The first talks aimed at halting the Russian invasion were eclipsed by a deadly Russian rocket assault on Kharkiv, Ukraine's second-largest city, and may have included internationally banned cluster munitions, killing nine civilians and wounding dozens
By Valerie Hopkins, Steven Erlanger and Michael Schwirtz
Published: Mar 1, 2022
Ukrainian refugee families wait in Medyka, Poland after crossing the border, Feb. 27, 2022. (Maciek Nabrdalik/The New York Times)
KYIV, Ukraine — The first talks between Ukraine and Russia aimed at halting the Russian invasion were eclipsed Monday by a deadly Russian rocket assault on Kharkiv, Ukraine’s second-largest city, that raised new alarms about how far the Kremlin was willing to go to subjugate its smaller neighbor.
The bombardment of a residential area of Kharkiv, which may have included internationally banned cluster munitions, killed at least nine civilians and wounded dozens.
With the Ukrainian-Russian talks ending with little more than an agreement to meet again, the bombardment signaled a potential turn in the biggest military mobilization in Europe since World War II, in which Russia has met unexpectedly stiff resistance by Ukrainians and strong condemnation from much of the world.
“Today showed that this is not only a war, it is the murder of us, the Ukrainian people,” Kharkiv’s mayor, Igor Terekhov, said in a video posted on Facebook. “This is the first time in its many-year history that the city of Kharkiv has been through something like this: shells that hit residential homes, killing and maiming innocent citizens.”
Russian forces have been shelling the outskirts of Kharkiv, an eastern Ukrainian city with 1.5 million people, since launching an invasion last week. But they appeared to be avoiding heavily populated areas.
On Monday, the fifth day of the Russian assault, that changed when Kharkiv was hit by a barrage of rockets.
Terekhov said four people had been killed when they emerged from bomb shelters to find water. And he said a family of five — two adults and three children — was burned alive when a shell hit their car. Another 37 people were wounded, he said.
President Volodymyr Zelenskyy of Ukraine on Monday called for an international tribunal to investigate and punish Russia for its actions in his country, which he described as war crimes.

• [OBJECTIVES]:
A: Name every person mentioned by name in the Kharkiv article.
B: Reproduce everything in the Kharkiv article from "KYIV, Ukraine —" down to "its smaller neighbor.".
C: Answer these from the Kharkiv article:
(i) How many people does Kharkiv have?
(ii) According to Terekhov, how many more people were wounded?
(iii) What did Zelenskyy call for on Monday?

• [LISTED RECORDS]:
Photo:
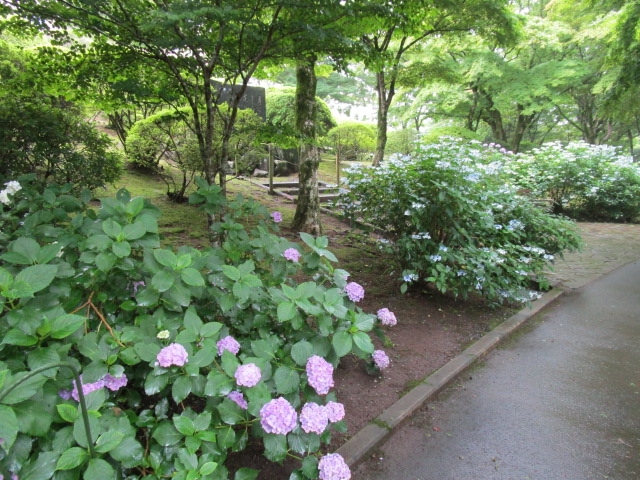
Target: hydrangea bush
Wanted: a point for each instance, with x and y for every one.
(124, 359)
(586, 182)
(451, 219)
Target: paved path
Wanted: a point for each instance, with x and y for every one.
(607, 246)
(561, 402)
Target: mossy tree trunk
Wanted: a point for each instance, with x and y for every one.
(307, 216)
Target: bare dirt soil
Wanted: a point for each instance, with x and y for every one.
(431, 330)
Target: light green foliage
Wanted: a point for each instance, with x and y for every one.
(45, 134)
(453, 221)
(401, 141)
(92, 288)
(353, 141)
(435, 134)
(586, 182)
(281, 114)
(167, 139)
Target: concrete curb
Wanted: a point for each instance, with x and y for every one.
(363, 443)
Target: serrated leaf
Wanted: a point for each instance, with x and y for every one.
(108, 441)
(210, 329)
(68, 413)
(203, 358)
(65, 325)
(163, 280)
(37, 277)
(121, 249)
(192, 277)
(231, 272)
(105, 261)
(208, 468)
(218, 384)
(25, 390)
(99, 468)
(184, 425)
(155, 383)
(112, 228)
(363, 342)
(246, 474)
(129, 453)
(287, 380)
(72, 458)
(191, 320)
(342, 343)
(8, 426)
(134, 231)
(27, 247)
(19, 338)
(301, 352)
(165, 257)
(181, 389)
(286, 311)
(167, 435)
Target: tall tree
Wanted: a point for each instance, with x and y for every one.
(191, 42)
(393, 32)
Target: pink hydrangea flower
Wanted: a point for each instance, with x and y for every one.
(333, 467)
(239, 399)
(228, 343)
(174, 354)
(278, 416)
(354, 291)
(380, 359)
(387, 317)
(320, 374)
(291, 254)
(248, 375)
(313, 418)
(335, 411)
(115, 383)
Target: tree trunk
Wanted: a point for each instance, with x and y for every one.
(384, 101)
(307, 218)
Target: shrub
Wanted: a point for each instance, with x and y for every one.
(166, 138)
(400, 142)
(353, 141)
(51, 139)
(452, 221)
(44, 134)
(183, 354)
(435, 134)
(583, 181)
(281, 115)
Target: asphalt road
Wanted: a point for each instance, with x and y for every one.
(560, 401)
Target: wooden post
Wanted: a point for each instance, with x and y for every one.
(338, 162)
(271, 169)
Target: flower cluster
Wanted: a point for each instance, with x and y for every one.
(387, 317)
(228, 343)
(276, 216)
(333, 467)
(355, 292)
(278, 416)
(238, 397)
(174, 354)
(291, 254)
(248, 375)
(320, 374)
(12, 188)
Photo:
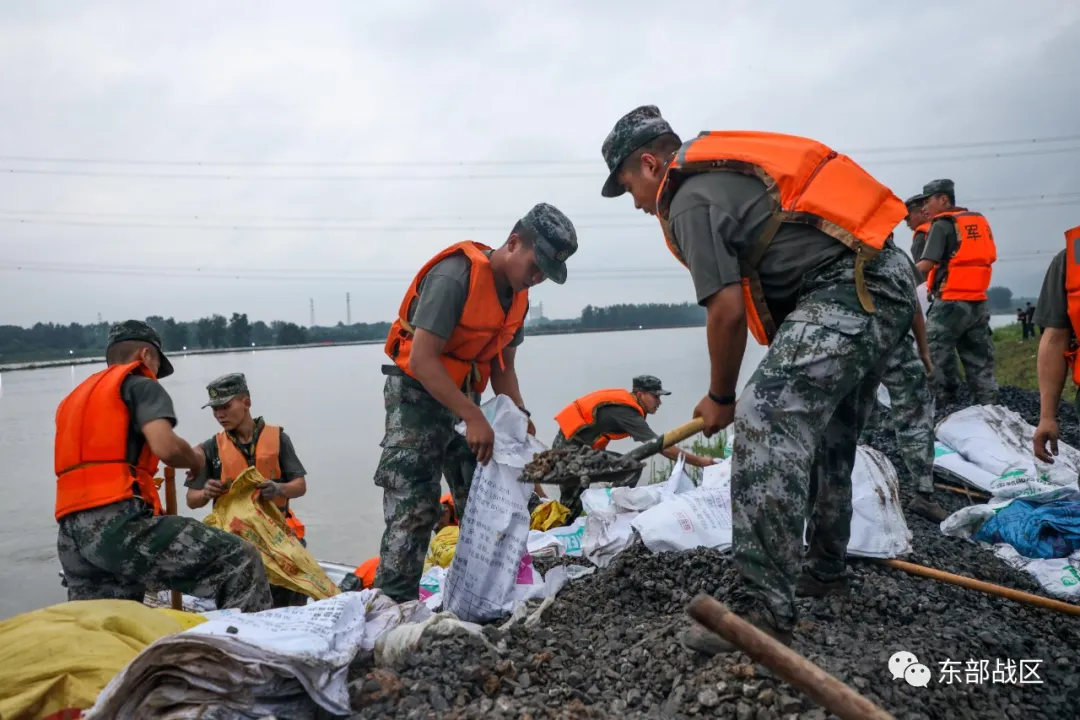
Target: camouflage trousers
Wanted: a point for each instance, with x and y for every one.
(419, 447)
(569, 492)
(797, 423)
(964, 327)
(119, 551)
(912, 412)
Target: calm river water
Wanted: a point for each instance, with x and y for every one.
(329, 401)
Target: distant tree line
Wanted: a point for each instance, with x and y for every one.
(51, 341)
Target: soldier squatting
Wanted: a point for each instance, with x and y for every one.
(828, 293)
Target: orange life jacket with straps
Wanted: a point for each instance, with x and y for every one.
(267, 461)
(581, 413)
(1072, 295)
(482, 334)
(808, 182)
(969, 268)
(91, 448)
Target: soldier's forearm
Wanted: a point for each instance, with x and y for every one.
(726, 331)
(1052, 368)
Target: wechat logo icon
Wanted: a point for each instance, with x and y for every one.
(907, 666)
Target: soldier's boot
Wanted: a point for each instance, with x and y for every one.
(923, 505)
(809, 586)
(706, 642)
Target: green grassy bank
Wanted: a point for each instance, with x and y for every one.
(1015, 361)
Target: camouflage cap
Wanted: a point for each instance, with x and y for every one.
(649, 383)
(133, 329)
(224, 389)
(915, 201)
(554, 239)
(935, 187)
(634, 130)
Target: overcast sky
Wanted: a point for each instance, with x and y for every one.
(364, 137)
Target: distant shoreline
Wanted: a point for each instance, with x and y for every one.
(38, 365)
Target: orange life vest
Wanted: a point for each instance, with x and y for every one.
(969, 269)
(366, 572)
(581, 413)
(1072, 294)
(483, 331)
(267, 451)
(90, 453)
(808, 182)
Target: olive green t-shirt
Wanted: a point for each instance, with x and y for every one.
(616, 419)
(1052, 309)
(443, 293)
(942, 244)
(715, 216)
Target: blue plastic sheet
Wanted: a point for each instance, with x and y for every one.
(1042, 531)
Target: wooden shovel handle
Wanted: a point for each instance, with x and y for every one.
(667, 439)
(683, 432)
(989, 588)
(174, 596)
(790, 666)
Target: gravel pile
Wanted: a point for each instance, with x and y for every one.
(607, 648)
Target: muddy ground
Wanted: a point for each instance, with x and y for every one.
(607, 648)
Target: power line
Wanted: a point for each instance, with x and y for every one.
(478, 163)
(231, 220)
(473, 176)
(408, 227)
(592, 274)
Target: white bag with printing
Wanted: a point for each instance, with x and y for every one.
(1000, 443)
(482, 581)
(878, 528)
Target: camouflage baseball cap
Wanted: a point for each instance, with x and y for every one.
(649, 383)
(915, 201)
(133, 329)
(224, 389)
(634, 130)
(554, 239)
(935, 187)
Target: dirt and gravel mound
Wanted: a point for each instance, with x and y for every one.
(608, 647)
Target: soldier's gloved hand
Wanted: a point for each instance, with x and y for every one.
(214, 489)
(269, 490)
(481, 437)
(1045, 433)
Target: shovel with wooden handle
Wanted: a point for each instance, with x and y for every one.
(621, 469)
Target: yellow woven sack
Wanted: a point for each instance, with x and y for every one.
(443, 546)
(63, 656)
(549, 515)
(260, 522)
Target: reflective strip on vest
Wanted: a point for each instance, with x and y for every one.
(581, 413)
(483, 331)
(91, 447)
(808, 184)
(969, 270)
(1072, 295)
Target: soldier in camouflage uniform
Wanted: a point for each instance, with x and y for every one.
(955, 325)
(613, 421)
(912, 411)
(119, 549)
(423, 404)
(918, 222)
(799, 416)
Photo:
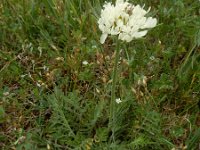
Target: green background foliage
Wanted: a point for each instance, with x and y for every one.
(50, 100)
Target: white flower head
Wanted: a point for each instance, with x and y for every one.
(125, 20)
(118, 100)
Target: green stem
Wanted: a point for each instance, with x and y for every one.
(113, 90)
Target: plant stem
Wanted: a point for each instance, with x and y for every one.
(113, 97)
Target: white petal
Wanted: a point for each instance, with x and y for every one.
(139, 34)
(150, 23)
(103, 38)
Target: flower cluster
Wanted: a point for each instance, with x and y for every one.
(125, 20)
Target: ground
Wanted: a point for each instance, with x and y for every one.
(56, 77)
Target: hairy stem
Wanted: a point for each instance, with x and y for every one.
(113, 90)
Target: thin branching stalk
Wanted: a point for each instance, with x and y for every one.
(113, 90)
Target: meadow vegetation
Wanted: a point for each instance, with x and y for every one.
(50, 99)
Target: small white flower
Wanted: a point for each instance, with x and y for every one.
(85, 62)
(125, 20)
(118, 100)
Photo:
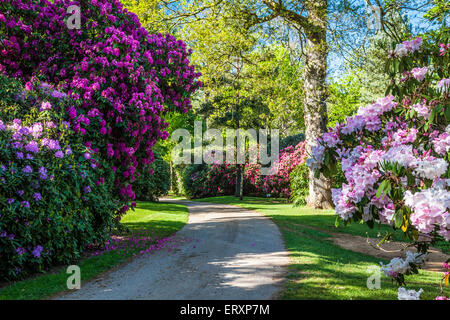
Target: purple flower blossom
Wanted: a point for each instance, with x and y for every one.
(42, 173)
(59, 154)
(27, 169)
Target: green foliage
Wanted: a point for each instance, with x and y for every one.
(53, 204)
(345, 98)
(291, 140)
(299, 184)
(155, 182)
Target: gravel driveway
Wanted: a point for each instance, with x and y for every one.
(225, 252)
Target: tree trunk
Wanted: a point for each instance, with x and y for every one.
(238, 180)
(316, 94)
(241, 186)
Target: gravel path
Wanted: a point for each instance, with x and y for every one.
(225, 252)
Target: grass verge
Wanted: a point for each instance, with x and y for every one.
(321, 270)
(162, 219)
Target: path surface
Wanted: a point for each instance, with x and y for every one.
(226, 253)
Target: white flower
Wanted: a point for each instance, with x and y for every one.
(404, 294)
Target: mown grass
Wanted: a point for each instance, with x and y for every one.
(320, 269)
(162, 219)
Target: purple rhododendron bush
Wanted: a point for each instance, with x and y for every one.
(121, 78)
(80, 111)
(395, 152)
(204, 180)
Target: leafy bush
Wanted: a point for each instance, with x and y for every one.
(395, 153)
(278, 184)
(155, 182)
(121, 78)
(194, 183)
(299, 184)
(291, 140)
(56, 194)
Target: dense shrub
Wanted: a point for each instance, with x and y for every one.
(278, 184)
(154, 183)
(299, 183)
(121, 78)
(291, 140)
(56, 195)
(220, 179)
(194, 181)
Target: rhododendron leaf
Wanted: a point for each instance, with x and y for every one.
(336, 221)
(405, 225)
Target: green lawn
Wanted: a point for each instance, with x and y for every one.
(160, 219)
(320, 269)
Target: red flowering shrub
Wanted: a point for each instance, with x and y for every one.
(278, 184)
(121, 78)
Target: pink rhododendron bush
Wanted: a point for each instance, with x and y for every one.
(120, 77)
(395, 152)
(278, 184)
(79, 124)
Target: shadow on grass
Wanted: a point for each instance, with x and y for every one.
(322, 270)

• [PER-TASK OUTPUTS]:
A:
Valerie Hopkins
Steven Erlanger
Michael Schwirtz
Maciek Nabrdalik
Igor Terekhov
Volodymyr Zelenskyy

B:
KYIV, Ukraine — The first talks between Ukraine and Russia aimed at halting the Russian invasion were eclipsed Monday by a deadly Russian rocket assault on Kharkiv, Ukraine’s second-largest city, that raised new alarms about how far the Kremlin was willing to go to subjugate its smaller neighbor.

C:
(i) 1.5 million
(ii) 37
(iii) An international tribunal to investigate and punish Russia for its actions in Ukraine